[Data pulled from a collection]

_____

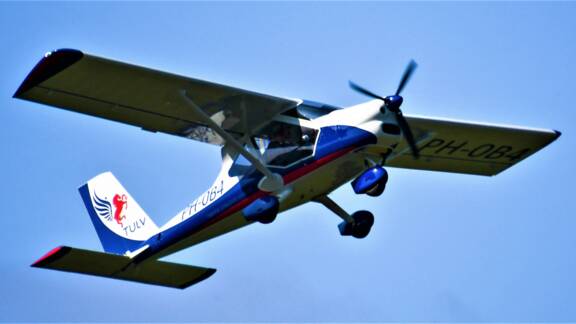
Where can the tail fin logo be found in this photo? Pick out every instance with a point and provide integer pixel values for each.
(121, 204)
(107, 210)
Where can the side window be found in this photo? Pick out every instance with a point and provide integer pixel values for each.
(281, 144)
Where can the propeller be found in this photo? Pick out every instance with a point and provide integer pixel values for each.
(393, 103)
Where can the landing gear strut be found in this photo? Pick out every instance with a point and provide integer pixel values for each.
(357, 225)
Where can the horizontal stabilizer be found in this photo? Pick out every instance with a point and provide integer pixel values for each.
(107, 265)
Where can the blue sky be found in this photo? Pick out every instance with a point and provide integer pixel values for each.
(444, 247)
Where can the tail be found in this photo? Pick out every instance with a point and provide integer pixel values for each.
(120, 222)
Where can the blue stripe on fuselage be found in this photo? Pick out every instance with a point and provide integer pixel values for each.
(331, 139)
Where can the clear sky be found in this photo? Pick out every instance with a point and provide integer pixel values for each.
(444, 247)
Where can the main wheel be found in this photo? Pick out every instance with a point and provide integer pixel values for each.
(377, 190)
(363, 221)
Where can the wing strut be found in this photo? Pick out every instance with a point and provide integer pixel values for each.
(271, 181)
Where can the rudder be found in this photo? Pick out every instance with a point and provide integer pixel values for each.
(121, 224)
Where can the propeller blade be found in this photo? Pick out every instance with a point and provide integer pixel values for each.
(364, 91)
(407, 74)
(401, 121)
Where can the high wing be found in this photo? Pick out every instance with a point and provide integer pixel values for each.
(466, 147)
(150, 99)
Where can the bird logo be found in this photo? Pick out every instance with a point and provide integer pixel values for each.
(107, 210)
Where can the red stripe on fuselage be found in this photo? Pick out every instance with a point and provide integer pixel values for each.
(288, 178)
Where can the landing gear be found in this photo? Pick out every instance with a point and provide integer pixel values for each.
(377, 190)
(363, 221)
(371, 182)
(357, 225)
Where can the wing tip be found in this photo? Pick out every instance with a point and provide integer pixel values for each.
(52, 255)
(558, 134)
(209, 272)
(52, 63)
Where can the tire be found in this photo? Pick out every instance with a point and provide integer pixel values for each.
(363, 221)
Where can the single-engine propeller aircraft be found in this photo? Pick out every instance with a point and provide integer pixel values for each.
(277, 153)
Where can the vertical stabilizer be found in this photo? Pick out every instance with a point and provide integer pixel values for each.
(120, 222)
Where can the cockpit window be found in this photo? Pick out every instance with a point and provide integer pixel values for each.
(281, 144)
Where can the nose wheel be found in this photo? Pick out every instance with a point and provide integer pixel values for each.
(357, 225)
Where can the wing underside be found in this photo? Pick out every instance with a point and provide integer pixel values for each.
(150, 99)
(467, 147)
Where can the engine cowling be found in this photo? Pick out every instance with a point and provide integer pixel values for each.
(371, 182)
(263, 210)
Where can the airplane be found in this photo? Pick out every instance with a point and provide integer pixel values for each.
(277, 153)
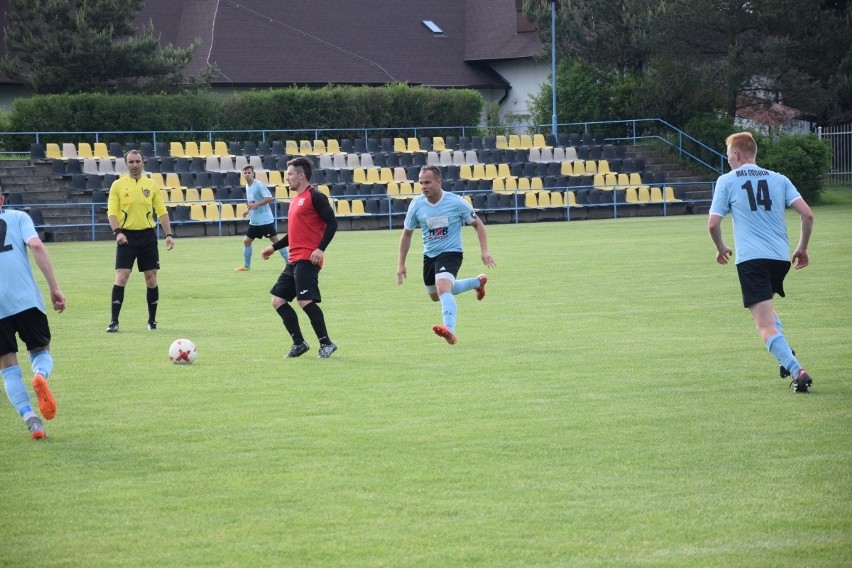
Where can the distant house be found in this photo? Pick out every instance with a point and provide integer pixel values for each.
(485, 45)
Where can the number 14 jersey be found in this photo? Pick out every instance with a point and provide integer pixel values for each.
(756, 198)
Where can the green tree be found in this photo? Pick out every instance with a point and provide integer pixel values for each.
(700, 56)
(57, 46)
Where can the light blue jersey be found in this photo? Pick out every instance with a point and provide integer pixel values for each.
(18, 289)
(441, 223)
(756, 197)
(263, 214)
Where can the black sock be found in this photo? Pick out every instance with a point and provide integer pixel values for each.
(291, 323)
(153, 300)
(317, 322)
(117, 300)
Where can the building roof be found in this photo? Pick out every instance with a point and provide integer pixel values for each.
(369, 42)
(492, 32)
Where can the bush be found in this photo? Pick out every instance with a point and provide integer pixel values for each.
(711, 129)
(295, 108)
(804, 159)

_____

Copy out verbatim the rows from the line containing "Where can the bush" through the last line of the rows.

Where can the bush be found in this photo? Pick out every instance with a point and provide integer pixel values for each.
(711, 129)
(295, 108)
(804, 159)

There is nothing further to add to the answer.